(Referring expression data)
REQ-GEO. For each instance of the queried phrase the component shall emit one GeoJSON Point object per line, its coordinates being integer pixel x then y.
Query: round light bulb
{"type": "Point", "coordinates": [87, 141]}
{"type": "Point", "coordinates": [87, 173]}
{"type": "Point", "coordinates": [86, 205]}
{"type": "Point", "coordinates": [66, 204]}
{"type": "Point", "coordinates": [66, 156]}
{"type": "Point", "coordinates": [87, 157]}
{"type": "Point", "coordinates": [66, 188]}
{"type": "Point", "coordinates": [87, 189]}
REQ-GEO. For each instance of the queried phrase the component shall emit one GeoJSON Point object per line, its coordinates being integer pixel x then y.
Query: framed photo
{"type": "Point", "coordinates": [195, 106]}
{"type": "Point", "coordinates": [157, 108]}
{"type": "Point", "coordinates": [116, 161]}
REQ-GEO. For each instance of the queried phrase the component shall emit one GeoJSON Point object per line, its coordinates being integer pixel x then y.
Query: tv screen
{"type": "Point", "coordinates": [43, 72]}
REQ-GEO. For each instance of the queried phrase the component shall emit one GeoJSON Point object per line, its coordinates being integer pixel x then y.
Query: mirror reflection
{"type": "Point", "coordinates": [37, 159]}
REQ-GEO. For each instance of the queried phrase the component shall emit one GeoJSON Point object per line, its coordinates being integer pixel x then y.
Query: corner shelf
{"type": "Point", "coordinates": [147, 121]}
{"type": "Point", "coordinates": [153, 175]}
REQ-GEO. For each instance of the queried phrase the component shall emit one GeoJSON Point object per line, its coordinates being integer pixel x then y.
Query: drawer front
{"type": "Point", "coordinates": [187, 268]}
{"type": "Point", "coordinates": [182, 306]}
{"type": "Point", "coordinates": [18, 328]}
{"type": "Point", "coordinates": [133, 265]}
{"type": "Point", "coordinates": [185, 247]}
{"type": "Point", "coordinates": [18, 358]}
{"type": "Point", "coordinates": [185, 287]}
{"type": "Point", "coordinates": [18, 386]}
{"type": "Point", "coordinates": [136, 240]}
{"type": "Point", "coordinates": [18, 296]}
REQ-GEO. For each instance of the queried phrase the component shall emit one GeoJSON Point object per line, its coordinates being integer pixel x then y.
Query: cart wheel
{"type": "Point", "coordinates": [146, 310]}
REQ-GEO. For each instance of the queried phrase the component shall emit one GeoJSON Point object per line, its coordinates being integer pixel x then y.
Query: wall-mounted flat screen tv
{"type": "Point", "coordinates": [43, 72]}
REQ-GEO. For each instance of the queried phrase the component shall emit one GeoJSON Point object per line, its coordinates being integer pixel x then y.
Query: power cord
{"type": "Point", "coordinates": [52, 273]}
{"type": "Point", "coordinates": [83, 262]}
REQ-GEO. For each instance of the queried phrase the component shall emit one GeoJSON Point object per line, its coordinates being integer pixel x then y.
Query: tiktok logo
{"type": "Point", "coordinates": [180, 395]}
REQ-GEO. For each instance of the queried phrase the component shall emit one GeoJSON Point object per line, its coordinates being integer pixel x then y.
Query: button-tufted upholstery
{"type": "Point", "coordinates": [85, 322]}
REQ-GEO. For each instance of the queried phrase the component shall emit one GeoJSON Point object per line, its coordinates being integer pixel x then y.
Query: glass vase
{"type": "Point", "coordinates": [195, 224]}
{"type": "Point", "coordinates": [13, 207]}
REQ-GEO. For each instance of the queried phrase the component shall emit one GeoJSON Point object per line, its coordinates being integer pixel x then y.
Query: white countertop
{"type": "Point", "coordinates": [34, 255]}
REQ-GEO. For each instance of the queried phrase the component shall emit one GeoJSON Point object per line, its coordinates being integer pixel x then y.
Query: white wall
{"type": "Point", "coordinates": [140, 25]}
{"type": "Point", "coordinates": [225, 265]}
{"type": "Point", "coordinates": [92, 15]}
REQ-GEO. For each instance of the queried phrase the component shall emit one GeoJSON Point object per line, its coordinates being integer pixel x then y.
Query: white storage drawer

What to do. Please copy out every entry word for word.

Solution to this task.
REQ-GEO. For each instance of the queried phrase the component shall emit one GeoJSON Point object per line, its coordinates being integer pixel x then y.
Query: round light bulb
{"type": "Point", "coordinates": [87, 141]}
{"type": "Point", "coordinates": [87, 173]}
{"type": "Point", "coordinates": [86, 205]}
{"type": "Point", "coordinates": [66, 204]}
{"type": "Point", "coordinates": [66, 156]}
{"type": "Point", "coordinates": [87, 157]}
{"type": "Point", "coordinates": [66, 188]}
{"type": "Point", "coordinates": [87, 189]}
REQ-GEO. For each instance of the queried phrase the component shall emit one GeoJSON Point object per line, its coordinates being integer pixel x then y.
Query: framed photo
{"type": "Point", "coordinates": [195, 106]}
{"type": "Point", "coordinates": [157, 108]}
{"type": "Point", "coordinates": [116, 161]}
REQ-GEO. For each instance of the queried phrase the component shall emit one GeoJSON Point object per line, its coordinates being integer pixel x then y.
Query: tv screen
{"type": "Point", "coordinates": [43, 72]}
REQ-GEO. For each instance of the queried phrase the component shall emit one GeoJSON Point object per line, its coordinates being integer pixel x then y.
Query: mirror reflection
{"type": "Point", "coordinates": [37, 159]}
REQ-GEO. For each instance of the queried phrase the component shall emit one GeoJSON Point object per line, its coordinates being integer pixel x then y.
Query: corner shelf
{"type": "Point", "coordinates": [147, 121]}
{"type": "Point", "coordinates": [153, 175]}
REQ-GEO. For each instance of the queried phrase the component shall emit one GeoJSON Point object per line, its coordinates being integer pixel x then y.
Query: drawer front
{"type": "Point", "coordinates": [187, 268]}
{"type": "Point", "coordinates": [182, 306]}
{"type": "Point", "coordinates": [18, 328]}
{"type": "Point", "coordinates": [133, 265]}
{"type": "Point", "coordinates": [185, 247]}
{"type": "Point", "coordinates": [18, 358]}
{"type": "Point", "coordinates": [185, 287]}
{"type": "Point", "coordinates": [18, 386]}
{"type": "Point", "coordinates": [136, 240]}
{"type": "Point", "coordinates": [18, 296]}
REQ-GEO. For each instance of the queried phrase the component shall emit one GeoJSON Point object per line, its coordinates being integer pixel x then y.
Query: cart wheel
{"type": "Point", "coordinates": [146, 310]}
REQ-GEO. For each instance of the queried phrase the component shall emit one GeoJSON Point object per line, its coordinates being integer pixel x then y.
Query: wall-mounted flat screen tv
{"type": "Point", "coordinates": [43, 72]}
REQ-GEO. For each instance of the queried phrase the component shall emit one GeoJSON Point object per line, its coordinates being integer pixel x then y.
Query: power cord
{"type": "Point", "coordinates": [52, 273]}
{"type": "Point", "coordinates": [83, 262]}
REQ-GEO. For each instance of the queried phrase the component shall emit one GeoJSON Point object per line, its coordinates being integer pixel x then y.
Query: tiktok logo
{"type": "Point", "coordinates": [180, 395]}
REQ-GEO. For each instance of the queried phrase the component shall emit one GeoJSON Point object per line, its coordinates being integer pixel x then y.
Query: button-tufted upholstery
{"type": "Point", "coordinates": [85, 322]}
REQ-GEO. For each instance of the queried phrase the component shall emit one GeoJSON Point object per line, its coordinates being integer pixel x then y.
Query: glass vase
{"type": "Point", "coordinates": [195, 224]}
{"type": "Point", "coordinates": [13, 207]}
REQ-GEO. For each instance of the queried phrase the component shall emit one GeoJSON Point object per line, its coordinates being integer pixel x then y.
Query: white countertop
{"type": "Point", "coordinates": [34, 255]}
REQ-GEO. For each instance of the queried phrase the component shall emit one GeoJSON Point object per line, its coordinates being integer pixel x then y.
Query: white wall
{"type": "Point", "coordinates": [140, 25]}
{"type": "Point", "coordinates": [225, 265]}
{"type": "Point", "coordinates": [92, 15]}
REQ-GEO. For each instance of the queried phrase the component shall emit one GeoJSON Point object per line, its coordinates being integer pixel x then y.
Query: white storage drawer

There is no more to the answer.